_Work to do_
Retype every one of the items below line for line, changing nothing.

_Task data_
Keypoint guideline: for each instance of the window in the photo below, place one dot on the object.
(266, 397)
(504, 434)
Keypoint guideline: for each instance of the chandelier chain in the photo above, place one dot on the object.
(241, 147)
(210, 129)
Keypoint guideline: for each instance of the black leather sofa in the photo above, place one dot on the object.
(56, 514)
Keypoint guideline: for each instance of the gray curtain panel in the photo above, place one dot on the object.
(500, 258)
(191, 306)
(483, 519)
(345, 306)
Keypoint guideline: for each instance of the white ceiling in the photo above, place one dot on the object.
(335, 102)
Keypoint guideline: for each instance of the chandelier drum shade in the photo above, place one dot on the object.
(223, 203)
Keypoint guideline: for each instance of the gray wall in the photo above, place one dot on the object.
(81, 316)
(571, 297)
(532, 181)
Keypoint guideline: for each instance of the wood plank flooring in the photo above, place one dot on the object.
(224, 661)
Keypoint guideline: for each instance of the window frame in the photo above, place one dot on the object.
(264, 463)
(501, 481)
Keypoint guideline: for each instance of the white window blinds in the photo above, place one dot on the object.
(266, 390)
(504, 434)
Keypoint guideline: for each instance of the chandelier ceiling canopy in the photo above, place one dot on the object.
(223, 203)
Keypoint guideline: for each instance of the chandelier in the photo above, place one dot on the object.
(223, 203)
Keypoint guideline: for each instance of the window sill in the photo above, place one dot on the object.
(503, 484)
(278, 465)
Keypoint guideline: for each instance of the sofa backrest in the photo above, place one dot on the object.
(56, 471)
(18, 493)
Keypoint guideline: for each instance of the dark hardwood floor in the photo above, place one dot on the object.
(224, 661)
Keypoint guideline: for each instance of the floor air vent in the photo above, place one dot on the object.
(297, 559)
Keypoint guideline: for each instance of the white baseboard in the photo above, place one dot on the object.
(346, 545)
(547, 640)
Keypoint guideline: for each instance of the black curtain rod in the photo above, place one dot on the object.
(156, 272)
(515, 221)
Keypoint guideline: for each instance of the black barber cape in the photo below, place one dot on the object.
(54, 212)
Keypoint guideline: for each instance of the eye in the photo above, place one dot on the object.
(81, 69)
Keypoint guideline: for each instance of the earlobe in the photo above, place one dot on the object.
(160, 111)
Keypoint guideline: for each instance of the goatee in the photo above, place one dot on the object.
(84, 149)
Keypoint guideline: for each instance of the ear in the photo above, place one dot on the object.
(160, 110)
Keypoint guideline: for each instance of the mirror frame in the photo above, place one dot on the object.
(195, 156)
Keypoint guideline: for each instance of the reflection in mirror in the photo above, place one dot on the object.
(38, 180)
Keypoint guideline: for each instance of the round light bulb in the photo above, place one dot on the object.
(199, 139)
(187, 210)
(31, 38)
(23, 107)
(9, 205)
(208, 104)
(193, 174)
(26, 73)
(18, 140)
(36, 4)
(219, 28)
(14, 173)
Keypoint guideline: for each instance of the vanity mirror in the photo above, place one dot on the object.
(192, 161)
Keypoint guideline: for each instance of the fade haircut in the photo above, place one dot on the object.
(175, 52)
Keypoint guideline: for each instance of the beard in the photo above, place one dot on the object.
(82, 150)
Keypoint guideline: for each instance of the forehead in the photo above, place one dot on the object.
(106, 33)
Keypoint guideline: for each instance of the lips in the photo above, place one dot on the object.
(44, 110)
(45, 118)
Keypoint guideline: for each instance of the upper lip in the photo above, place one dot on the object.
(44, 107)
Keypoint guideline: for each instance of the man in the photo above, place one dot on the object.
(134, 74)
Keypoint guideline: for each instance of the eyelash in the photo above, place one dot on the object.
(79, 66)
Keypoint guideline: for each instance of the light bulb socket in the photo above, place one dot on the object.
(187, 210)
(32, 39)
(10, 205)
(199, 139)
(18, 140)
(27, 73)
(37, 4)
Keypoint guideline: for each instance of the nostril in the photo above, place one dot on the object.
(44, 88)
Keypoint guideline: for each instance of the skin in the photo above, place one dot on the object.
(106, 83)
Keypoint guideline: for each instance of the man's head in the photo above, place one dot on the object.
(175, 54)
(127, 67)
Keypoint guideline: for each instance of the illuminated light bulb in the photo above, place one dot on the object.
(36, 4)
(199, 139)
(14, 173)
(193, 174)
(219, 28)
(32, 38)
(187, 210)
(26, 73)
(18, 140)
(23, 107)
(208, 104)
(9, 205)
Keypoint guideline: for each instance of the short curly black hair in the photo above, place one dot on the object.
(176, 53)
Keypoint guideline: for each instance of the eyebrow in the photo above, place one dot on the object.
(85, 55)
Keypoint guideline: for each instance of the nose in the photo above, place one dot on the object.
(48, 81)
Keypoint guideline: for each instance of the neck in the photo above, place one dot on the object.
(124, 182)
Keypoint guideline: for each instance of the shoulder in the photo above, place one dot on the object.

_Exercise result_
Keypoint guideline: for each instance of the window in the photo below, place one dot on the object.
(266, 397)
(504, 434)
Keypoint guideline: for each instance of the chandelier chain in the photo above, place one dot on the object.
(241, 147)
(210, 129)
Keypoint guideline: for each instance of the black leather sofa in the photo above, place one dot on the object.
(56, 514)
Keypoint guideline: for each instance of the gray curtain panel in the photo above, place one dot on the object.
(500, 258)
(191, 306)
(483, 519)
(345, 306)
Keypoint guideline: for each instance of the white ceiling in the photo above, place one dot on the object.
(335, 102)
Keypoint guideline: for each instance of the chandelier drum shade in the photo above, place one dot on the object.
(223, 203)
Keypoint guideline: for each instance of the gray wall in the photo above, place one dot on the object.
(81, 316)
(571, 297)
(532, 181)
Keypoint guideline: for each instance of the wood plank flooring in the photo above, place one dot on the object.
(224, 661)
Keypoint guideline: for each instance of the window frame in the photo above, place one dot on the object.
(264, 463)
(501, 481)
Keypoint guideline: for each instance of the white window blinds in the photo above, place one dot on the object.
(266, 390)
(504, 434)
Keypoint guideline: for each instance of the chandelier ceiling canopy in the photo above, place one dot on the object.
(223, 203)
Keypoint guideline: for each instance of the chandelier in the photo above, place one dot on the object.
(223, 203)
Keypoint guideline: for each instance of the window sill in the photo above, place one dot on the object.
(503, 484)
(278, 465)
Keypoint guideline: for each instance of the sofa backrest in the photo above, place one dot on the object.
(56, 471)
(18, 493)
Keypoint guideline: for each instance of the dark hardwood floor in the photo above, place one dot on the object.
(224, 661)
Keypoint guideline: for each instance of the floor air vent in the photo above, place one dot on the object.
(297, 559)
Keypoint guideline: for each instance of the white baseboard in the photo above, place one dot on the object.
(346, 545)
(547, 640)
Keypoint guideline: for each instance of the black curtain rod in the photo above, place one dot on the object.
(156, 272)
(515, 221)
Keypoint guideline: for each instance of the black barber cape in the photo below, place one dot on the object.
(54, 212)
Keypoint guideline: for each instance of the eye in the photo above, place one dot on the object.
(81, 69)
Keypoint guideline: for each instance of the earlobe in the photo above, place one dot on the object.
(160, 111)
Keypoint guideline: for each instance of the goatee in the photo above, place one dot on the object.
(84, 149)
Keypoint guideline: for each instance of the ear in the photo above, place one dot on the object.
(160, 110)
Keypoint guideline: for each instance of the mirror frame in the photo above, place one dot on the object.
(195, 156)
Keypoint guideline: for each instance of the reflection in mirror in the photo above, place one dot on the object.
(38, 180)
Keypoint guideline: for each instance of the round light bulb in the photo above, place one dot on the object.
(199, 139)
(187, 210)
(31, 38)
(23, 107)
(9, 205)
(208, 104)
(193, 174)
(26, 73)
(18, 140)
(36, 4)
(219, 28)
(14, 173)
Keypoint guideline: for each instance of the vanity mirror in the photo above, place one dot on the object.
(192, 161)
Keypoint guideline: for each instance of the fade haircut in the photo above, place one dot on the object.
(175, 52)
Keypoint guideline: for each instance of the beard in the photo above, place one dot on the object.
(82, 150)
Keypoint guideline: for each instance of the forehead in the photo above, place one dot on the object.
(106, 33)
Keypoint guideline: for each instance of the lips in the photo above, place one dot on the object.
(44, 110)
(45, 118)
Keypoint guideline: for each instance of the upper lip in the photo above, place one dot on the object.
(44, 107)
Keypoint guideline: for each instance of the man in the photo above, place one dot on the object.
(134, 74)
Keypoint guideline: for each instance of the eyelash in the photo above, place one dot on the object.
(79, 66)
Keypoint guideline: for each instance of the light bulb socket in the photo above, place one dot on the object.
(187, 210)
(32, 39)
(10, 205)
(199, 139)
(18, 140)
(27, 73)
(37, 4)
Keypoint guideline: for each instance of the nostril in the photo above, place one dot on the object.
(44, 88)
Keypoint guideline: for each instance of the skin in the photo above, place one dot on the object.
(106, 83)
Keypoint guideline: for each instance of the man's head in the photo above, place one dot on the object.
(175, 54)
(127, 67)
Keypoint guideline: for each instance of the illuminated light bulb in the photo above, place one dot on the object.
(36, 4)
(199, 139)
(14, 173)
(193, 174)
(219, 28)
(32, 38)
(187, 210)
(26, 73)
(18, 140)
(23, 107)
(208, 104)
(9, 205)
Keypoint guideline: for each instance of the short curly black hair in the photo above, place one dot on the object.
(176, 53)
Keypoint guideline: for each instance of the eyebrow in the photo above, place one dot on the object.
(85, 55)
Keypoint guideline: for each instance of the nose in the photo above, place one dot on the object.
(48, 81)
Keypoint guideline: for each instance of the neck in the photo above, place one dot on the object.
(124, 182)
Keypoint guideline: for each instance of the shoulder in the photo above, place one dot on the object.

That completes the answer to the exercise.